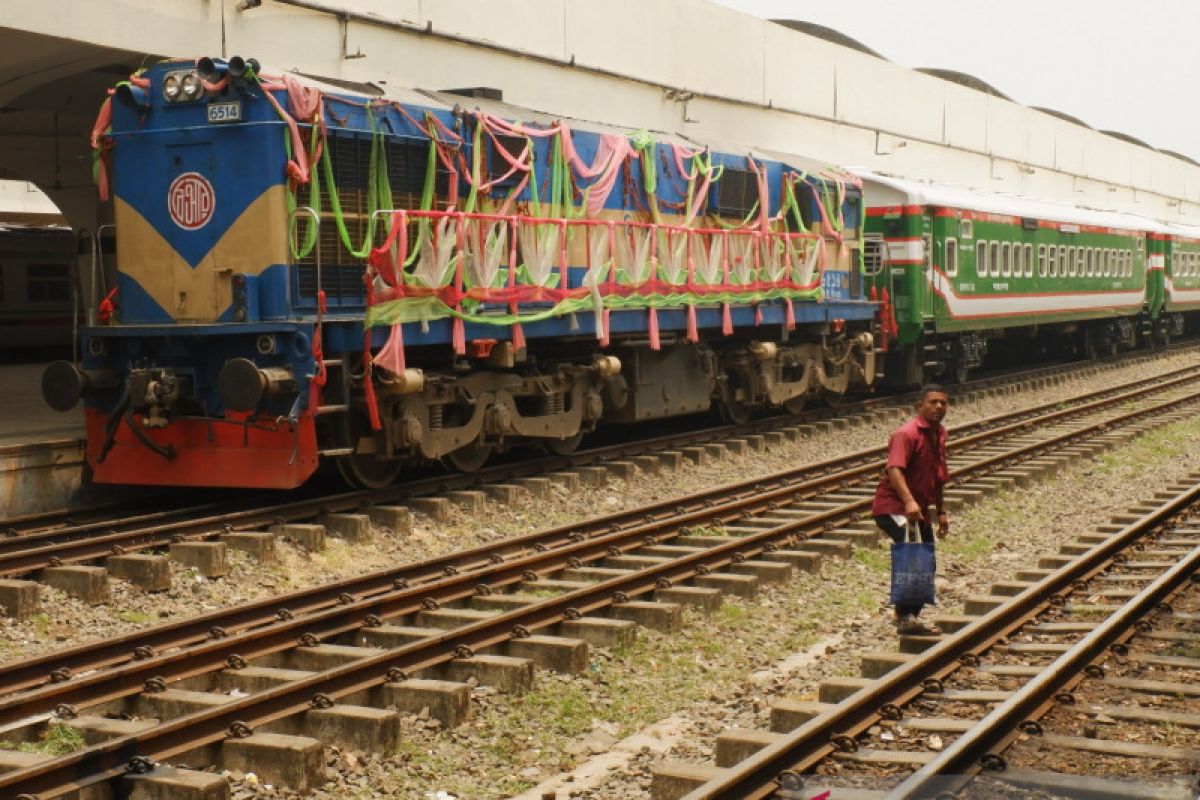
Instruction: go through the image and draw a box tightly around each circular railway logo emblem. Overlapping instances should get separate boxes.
[167,172,215,230]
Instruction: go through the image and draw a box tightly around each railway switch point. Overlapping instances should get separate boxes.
[405,496,452,521]
[219,531,276,562]
[654,585,723,613]
[167,542,228,578]
[714,728,786,768]
[41,565,110,604]
[219,732,326,792]
[366,505,413,533]
[270,523,326,552]
[123,765,230,800]
[482,484,526,504]
[694,572,759,598]
[320,513,372,543]
[649,761,729,800]
[444,490,486,513]
[609,600,684,633]
[378,679,471,728]
[0,578,40,619]
[502,634,589,674]
[556,616,637,648]
[435,654,535,694]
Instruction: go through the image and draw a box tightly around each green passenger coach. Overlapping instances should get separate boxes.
[858,173,1179,386]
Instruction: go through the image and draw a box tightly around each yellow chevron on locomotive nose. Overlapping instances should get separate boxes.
[114,185,290,323]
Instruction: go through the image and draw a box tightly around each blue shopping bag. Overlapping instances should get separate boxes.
[889,523,936,607]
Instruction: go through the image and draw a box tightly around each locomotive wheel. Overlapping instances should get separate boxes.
[717,396,753,424]
[821,389,846,409]
[783,396,806,415]
[1082,328,1099,361]
[543,432,584,456]
[335,413,404,489]
[447,439,493,472]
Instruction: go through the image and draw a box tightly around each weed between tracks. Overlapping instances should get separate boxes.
[0,724,86,756]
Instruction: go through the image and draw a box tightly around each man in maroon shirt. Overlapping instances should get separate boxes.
[873,385,951,635]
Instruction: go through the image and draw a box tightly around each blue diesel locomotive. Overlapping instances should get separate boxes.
[41,57,877,489]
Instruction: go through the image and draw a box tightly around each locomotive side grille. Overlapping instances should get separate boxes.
[296,134,449,305]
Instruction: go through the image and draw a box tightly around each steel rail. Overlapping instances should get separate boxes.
[5,346,1181,539]
[2,390,1199,797]
[3,364,1197,579]
[886,541,1200,799]
[682,472,1200,799]
[0,370,1194,704]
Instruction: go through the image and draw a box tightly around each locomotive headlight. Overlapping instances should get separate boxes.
[181,72,202,100]
[163,74,181,101]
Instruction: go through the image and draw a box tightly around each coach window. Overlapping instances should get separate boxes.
[1103,249,1111,277]
[1037,245,1048,277]
[994,242,1006,277]
[989,241,1000,277]
[944,238,958,277]
[1088,248,1097,277]
[1075,247,1085,277]
[976,241,987,276]
[1124,250,1132,277]
[26,264,70,303]
[1023,243,1034,277]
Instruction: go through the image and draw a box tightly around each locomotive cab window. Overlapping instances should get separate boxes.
[944,238,958,277]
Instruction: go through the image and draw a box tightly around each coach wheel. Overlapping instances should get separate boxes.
[335,412,404,489]
[824,388,851,408]
[1082,328,1099,361]
[951,356,970,385]
[543,432,583,456]
[783,396,806,415]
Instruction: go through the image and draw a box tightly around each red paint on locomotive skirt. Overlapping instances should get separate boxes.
[85,408,319,489]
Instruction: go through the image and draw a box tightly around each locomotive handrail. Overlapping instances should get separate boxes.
[92,224,117,329]
[289,205,322,314]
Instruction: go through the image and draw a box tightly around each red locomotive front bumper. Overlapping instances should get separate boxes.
[85,408,319,489]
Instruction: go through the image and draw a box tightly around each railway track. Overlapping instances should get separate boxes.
[0,352,1197,796]
[0,350,1193,597]
[5,346,1188,543]
[674,476,1200,800]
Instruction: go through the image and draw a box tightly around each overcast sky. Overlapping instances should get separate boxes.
[711,0,1200,163]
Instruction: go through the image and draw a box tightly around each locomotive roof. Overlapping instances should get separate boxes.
[854,171,1170,235]
[271,66,851,184]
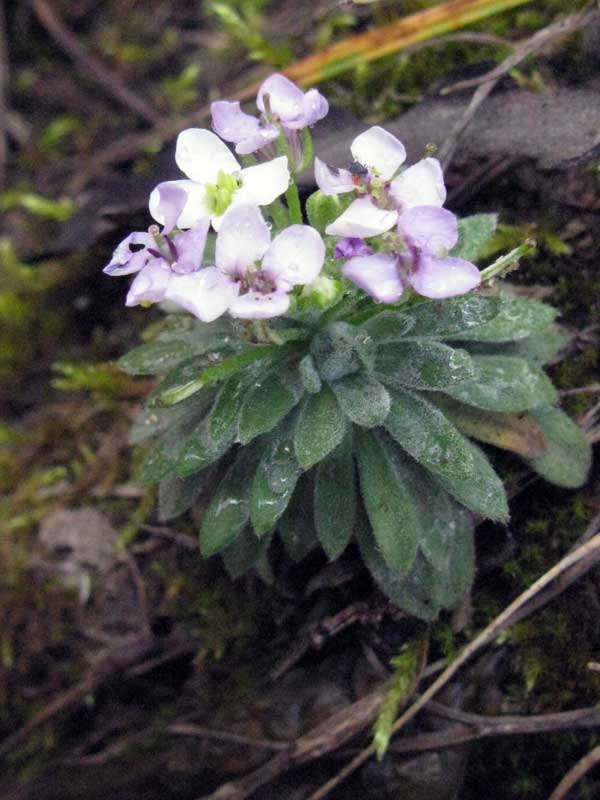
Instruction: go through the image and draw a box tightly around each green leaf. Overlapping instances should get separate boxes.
[137,413,200,484]
[129,392,211,445]
[375,341,475,390]
[221,528,271,579]
[250,449,299,536]
[148,354,217,406]
[356,503,474,621]
[525,406,591,488]
[355,430,420,573]
[459,324,569,367]
[158,471,208,521]
[160,344,295,406]
[306,190,353,235]
[278,477,319,562]
[314,434,356,559]
[385,389,508,521]
[199,447,259,557]
[404,295,502,340]
[298,354,322,394]
[452,296,557,343]
[238,364,304,444]
[118,321,234,375]
[331,373,390,428]
[443,355,557,412]
[294,388,346,470]
[360,312,416,343]
[310,322,365,381]
[452,213,498,262]
[208,364,266,442]
[177,415,232,477]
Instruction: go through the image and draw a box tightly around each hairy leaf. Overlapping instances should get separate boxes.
[314,434,356,560]
[525,406,592,488]
[294,388,346,470]
[452,213,498,263]
[331,372,390,427]
[375,341,475,390]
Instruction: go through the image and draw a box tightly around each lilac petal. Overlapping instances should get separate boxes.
[342,253,404,304]
[171,218,210,274]
[104,231,153,276]
[397,206,458,255]
[211,100,261,145]
[228,289,290,320]
[314,157,354,196]
[408,254,481,299]
[287,88,329,129]
[262,225,325,288]
[333,237,373,259]
[149,180,210,229]
[175,128,239,183]
[125,258,171,306]
[235,125,279,156]
[325,197,398,238]
[153,183,189,234]
[164,267,239,322]
[215,204,271,276]
[351,126,406,180]
[257,73,304,119]
[389,158,446,210]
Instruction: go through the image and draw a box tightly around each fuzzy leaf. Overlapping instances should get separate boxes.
[385,389,508,521]
[435,396,548,458]
[459,324,569,366]
[310,322,364,381]
[221,528,271,579]
[129,392,211,445]
[375,341,475,390]
[525,406,592,488]
[278,477,319,562]
[199,447,259,557]
[443,355,557,412]
[238,365,304,444]
[452,296,557,343]
[137,410,204,485]
[360,311,415,343]
[158,471,208,521]
[356,503,474,621]
[294,388,346,470]
[177,414,232,477]
[148,354,217,406]
[404,295,502,340]
[331,373,390,428]
[452,213,498,263]
[314,434,356,560]
[355,430,420,573]
[250,462,297,536]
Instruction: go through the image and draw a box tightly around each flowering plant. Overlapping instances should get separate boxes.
[107,74,591,620]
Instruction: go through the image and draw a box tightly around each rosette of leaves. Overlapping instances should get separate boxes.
[119,217,591,621]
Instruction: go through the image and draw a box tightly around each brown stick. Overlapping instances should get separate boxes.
[31,0,159,125]
[549,744,600,800]
[0,0,8,189]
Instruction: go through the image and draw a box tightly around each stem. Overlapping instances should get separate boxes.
[299,128,314,174]
[276,131,304,224]
[480,239,536,283]
[267,198,290,231]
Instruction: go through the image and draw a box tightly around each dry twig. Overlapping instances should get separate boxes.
[549,744,600,800]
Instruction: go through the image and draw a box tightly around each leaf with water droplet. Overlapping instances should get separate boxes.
[403,295,502,340]
[200,446,260,557]
[443,355,556,412]
[331,372,390,428]
[375,341,475,391]
[250,460,297,536]
[314,433,356,560]
[355,429,420,573]
[452,297,557,343]
[385,389,508,521]
[294,387,346,470]
[238,364,304,444]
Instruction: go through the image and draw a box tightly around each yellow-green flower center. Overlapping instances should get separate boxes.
[205,170,241,216]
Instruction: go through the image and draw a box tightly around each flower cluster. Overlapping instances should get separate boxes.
[104,73,480,322]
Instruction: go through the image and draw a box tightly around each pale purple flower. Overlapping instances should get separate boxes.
[314,126,446,238]
[211,74,328,160]
[104,218,239,322]
[214,205,326,319]
[333,237,373,259]
[149,129,290,231]
[341,205,480,302]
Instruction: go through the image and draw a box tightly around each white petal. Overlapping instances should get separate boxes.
[325,197,398,238]
[408,254,481,299]
[351,126,406,180]
[234,156,290,207]
[314,157,354,196]
[149,180,211,229]
[164,267,239,322]
[262,225,325,288]
[215,205,271,276]
[228,290,290,320]
[175,128,240,183]
[342,253,403,304]
[389,158,446,210]
[125,258,171,306]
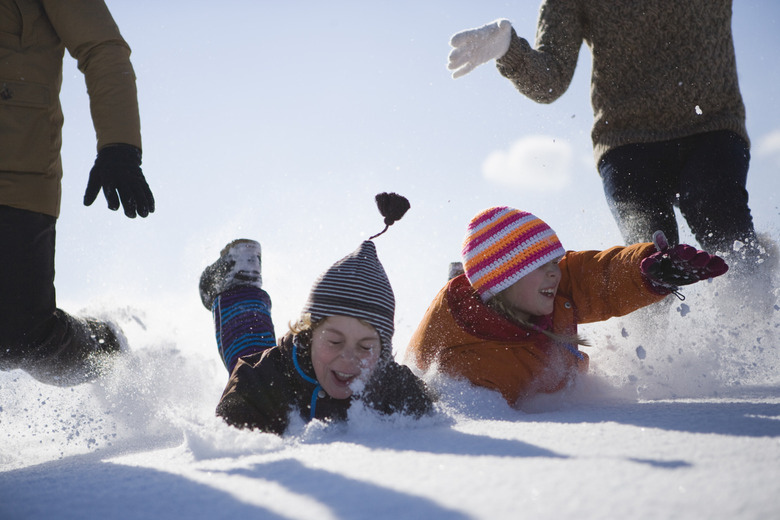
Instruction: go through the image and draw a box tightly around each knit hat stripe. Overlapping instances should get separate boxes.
[465,206,509,234]
[466,226,560,280]
[464,216,553,268]
[463,208,533,255]
[308,284,395,312]
[470,238,564,297]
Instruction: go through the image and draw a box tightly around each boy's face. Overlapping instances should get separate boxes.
[501,259,561,320]
[311,315,381,399]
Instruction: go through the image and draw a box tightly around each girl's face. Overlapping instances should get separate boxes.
[501,259,562,320]
[310,315,381,399]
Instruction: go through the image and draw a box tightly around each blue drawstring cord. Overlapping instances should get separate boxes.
[563,342,586,361]
[292,341,322,420]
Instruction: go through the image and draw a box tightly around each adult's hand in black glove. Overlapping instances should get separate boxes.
[83,144,155,218]
[640,231,728,295]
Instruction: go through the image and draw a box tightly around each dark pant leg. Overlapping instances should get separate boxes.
[0,205,119,385]
[598,141,681,245]
[0,205,58,351]
[677,131,757,259]
[212,285,276,375]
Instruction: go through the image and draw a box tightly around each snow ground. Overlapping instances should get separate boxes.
[2,275,779,520]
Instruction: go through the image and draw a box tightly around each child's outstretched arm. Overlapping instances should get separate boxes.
[640,231,729,299]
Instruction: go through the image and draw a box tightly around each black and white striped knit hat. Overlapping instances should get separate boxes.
[303,240,395,351]
[301,193,410,353]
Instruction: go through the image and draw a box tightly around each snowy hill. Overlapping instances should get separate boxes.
[2,280,779,519]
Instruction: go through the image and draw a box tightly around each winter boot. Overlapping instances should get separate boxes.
[17,312,126,386]
[199,239,263,309]
[82,316,125,356]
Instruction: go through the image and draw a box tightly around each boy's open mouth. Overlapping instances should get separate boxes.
[333,371,358,385]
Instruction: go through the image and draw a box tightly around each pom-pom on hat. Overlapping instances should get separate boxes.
[462,207,565,301]
[370,192,411,239]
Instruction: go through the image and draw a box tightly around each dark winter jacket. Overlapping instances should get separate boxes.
[217,333,435,435]
[495,0,748,164]
[406,243,666,406]
[0,0,141,217]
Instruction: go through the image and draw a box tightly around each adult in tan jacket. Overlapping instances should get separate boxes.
[446,0,767,273]
[0,0,154,385]
[406,207,727,407]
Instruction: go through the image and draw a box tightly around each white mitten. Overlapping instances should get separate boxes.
[447,19,513,79]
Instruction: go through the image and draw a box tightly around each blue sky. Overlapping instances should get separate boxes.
[53,1,780,348]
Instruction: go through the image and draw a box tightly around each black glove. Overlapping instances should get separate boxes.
[83,144,155,218]
[640,231,728,295]
[360,360,435,418]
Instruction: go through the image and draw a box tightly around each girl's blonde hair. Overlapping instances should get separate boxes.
[486,291,589,347]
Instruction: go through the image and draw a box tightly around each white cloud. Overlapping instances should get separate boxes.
[754,129,780,160]
[482,135,573,190]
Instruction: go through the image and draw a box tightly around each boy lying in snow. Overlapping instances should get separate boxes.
[199,194,434,435]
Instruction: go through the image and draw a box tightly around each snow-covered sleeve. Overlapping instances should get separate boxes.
[495,0,583,104]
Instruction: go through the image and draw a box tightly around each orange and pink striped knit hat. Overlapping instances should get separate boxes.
[462,207,565,301]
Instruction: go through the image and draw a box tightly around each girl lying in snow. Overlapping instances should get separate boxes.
[199,194,434,435]
[405,206,727,408]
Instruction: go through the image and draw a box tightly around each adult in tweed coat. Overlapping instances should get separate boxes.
[448,0,766,272]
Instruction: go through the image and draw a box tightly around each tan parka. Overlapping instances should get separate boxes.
[0,0,141,217]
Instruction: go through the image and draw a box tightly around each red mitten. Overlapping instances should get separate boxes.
[641,231,728,294]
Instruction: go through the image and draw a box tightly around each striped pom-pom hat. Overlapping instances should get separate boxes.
[302,240,395,353]
[462,207,565,301]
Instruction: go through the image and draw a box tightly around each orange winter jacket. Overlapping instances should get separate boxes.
[406,243,666,406]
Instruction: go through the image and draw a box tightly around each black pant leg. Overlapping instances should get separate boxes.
[677,130,756,256]
[0,205,121,385]
[0,205,58,348]
[598,141,681,245]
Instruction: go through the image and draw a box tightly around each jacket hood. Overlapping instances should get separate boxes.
[445,274,552,341]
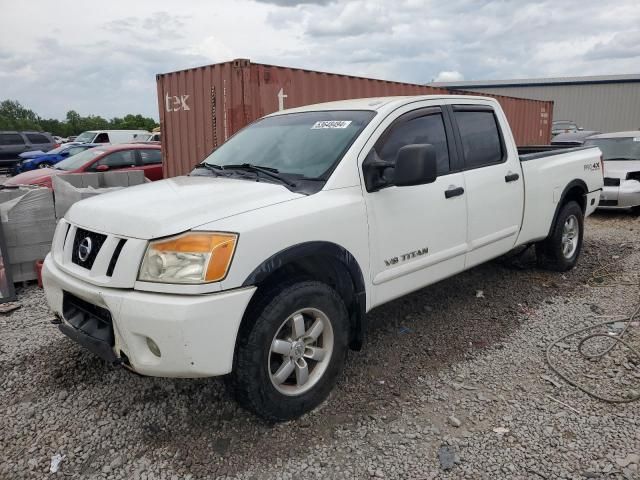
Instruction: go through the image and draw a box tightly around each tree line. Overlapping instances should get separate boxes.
[0,100,158,137]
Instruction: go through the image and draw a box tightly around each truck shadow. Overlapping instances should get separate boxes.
[14,235,627,477]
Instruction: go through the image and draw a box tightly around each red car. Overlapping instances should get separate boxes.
[4,143,163,188]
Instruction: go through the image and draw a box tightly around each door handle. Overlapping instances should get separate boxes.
[505,172,520,182]
[445,186,465,199]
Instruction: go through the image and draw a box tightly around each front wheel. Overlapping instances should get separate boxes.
[536,201,584,271]
[37,162,53,169]
[228,281,349,421]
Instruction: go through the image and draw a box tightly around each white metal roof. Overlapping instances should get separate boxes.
[430,74,640,89]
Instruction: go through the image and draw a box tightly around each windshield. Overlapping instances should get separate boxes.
[75,131,96,143]
[55,148,104,171]
[201,110,375,179]
[553,122,576,130]
[584,137,640,160]
[46,145,67,154]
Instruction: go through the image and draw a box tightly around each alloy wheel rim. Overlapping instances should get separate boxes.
[561,214,579,259]
[268,307,334,396]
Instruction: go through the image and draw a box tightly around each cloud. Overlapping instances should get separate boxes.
[434,71,464,82]
[1,0,639,121]
[584,31,640,60]
[254,0,333,6]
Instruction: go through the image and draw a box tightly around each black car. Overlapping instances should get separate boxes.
[0,131,57,168]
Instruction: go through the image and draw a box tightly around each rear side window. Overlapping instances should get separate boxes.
[26,133,50,144]
[139,149,162,165]
[95,133,109,143]
[0,133,24,145]
[378,112,450,175]
[454,110,505,169]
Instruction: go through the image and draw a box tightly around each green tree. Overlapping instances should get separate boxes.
[0,100,41,130]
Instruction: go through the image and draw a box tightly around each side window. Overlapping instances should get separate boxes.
[377,112,450,175]
[97,150,136,168]
[94,133,109,143]
[0,133,25,145]
[454,110,504,169]
[26,133,50,144]
[139,149,162,165]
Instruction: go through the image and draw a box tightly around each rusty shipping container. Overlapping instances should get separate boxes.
[157,59,553,178]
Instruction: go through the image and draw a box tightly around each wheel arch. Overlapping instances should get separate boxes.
[241,241,367,350]
[547,179,587,238]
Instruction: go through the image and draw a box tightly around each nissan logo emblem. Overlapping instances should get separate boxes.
[78,237,93,262]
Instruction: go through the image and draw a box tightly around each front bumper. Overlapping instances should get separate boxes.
[42,254,256,377]
[599,181,640,209]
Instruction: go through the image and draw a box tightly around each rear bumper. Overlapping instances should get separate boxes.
[599,181,640,209]
[43,254,256,377]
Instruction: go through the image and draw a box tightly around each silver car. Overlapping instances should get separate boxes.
[584,132,640,213]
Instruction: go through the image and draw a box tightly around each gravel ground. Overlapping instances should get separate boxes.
[1,211,639,479]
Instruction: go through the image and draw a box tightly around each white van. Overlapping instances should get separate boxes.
[74,130,150,144]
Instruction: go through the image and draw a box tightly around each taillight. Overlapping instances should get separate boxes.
[53,143,60,148]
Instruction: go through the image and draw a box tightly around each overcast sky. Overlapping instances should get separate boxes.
[1,0,638,120]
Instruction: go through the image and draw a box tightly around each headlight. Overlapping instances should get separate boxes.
[138,232,238,284]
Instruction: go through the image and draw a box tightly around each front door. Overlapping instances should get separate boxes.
[363,105,468,307]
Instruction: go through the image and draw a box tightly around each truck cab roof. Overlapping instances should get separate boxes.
[267,95,497,116]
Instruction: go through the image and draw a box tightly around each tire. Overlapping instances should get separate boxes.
[631,206,640,216]
[536,200,584,272]
[37,162,52,169]
[228,281,349,422]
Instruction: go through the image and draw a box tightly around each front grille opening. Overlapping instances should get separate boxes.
[62,292,114,346]
[71,228,107,270]
[106,239,127,277]
[603,177,621,187]
[627,171,640,182]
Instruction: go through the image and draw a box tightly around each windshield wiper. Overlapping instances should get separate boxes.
[194,162,224,173]
[221,163,297,187]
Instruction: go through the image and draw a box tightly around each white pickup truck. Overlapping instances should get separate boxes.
[43,95,603,421]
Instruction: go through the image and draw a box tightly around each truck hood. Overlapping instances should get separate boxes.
[604,160,640,179]
[66,175,305,239]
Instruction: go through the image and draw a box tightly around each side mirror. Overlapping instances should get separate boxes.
[393,144,438,187]
[95,164,109,172]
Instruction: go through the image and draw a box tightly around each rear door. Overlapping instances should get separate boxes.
[449,104,524,268]
[0,133,28,162]
[363,104,468,306]
[134,148,163,180]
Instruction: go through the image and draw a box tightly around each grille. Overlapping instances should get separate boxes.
[106,239,127,277]
[62,292,114,346]
[603,177,620,187]
[599,199,618,207]
[72,228,107,270]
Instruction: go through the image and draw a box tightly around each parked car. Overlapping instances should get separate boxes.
[552,120,581,136]
[42,95,602,421]
[73,130,150,144]
[4,143,162,188]
[0,131,57,167]
[12,143,102,174]
[551,130,600,146]
[584,132,640,213]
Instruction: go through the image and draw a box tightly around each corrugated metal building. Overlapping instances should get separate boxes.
[431,74,640,133]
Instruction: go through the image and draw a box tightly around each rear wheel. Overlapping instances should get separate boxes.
[631,205,640,216]
[536,201,584,271]
[37,162,52,169]
[228,281,349,421]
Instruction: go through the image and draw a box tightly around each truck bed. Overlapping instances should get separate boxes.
[518,145,592,160]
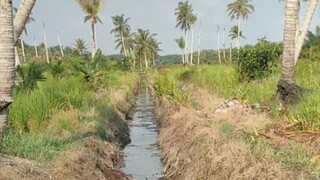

Task directions: In the records, the line containing "rear wheel. Overlapping instances should get separate boxes." starts the span and the final line ends it. Output exactly that span, both ends included, with no pictures and nothing else.

Answer to the problem:
Instruction: go through the image and draw a box tightly around each rear wheel. Overlapping instances should get separate boxes.
[631,205,640,216]
[536,201,584,271]
[37,162,52,169]
[228,281,349,421]
Instruction: go through the image and draw a box tightly around each truck bed. Overlapping instances should get separate boxes.
[518,145,592,160]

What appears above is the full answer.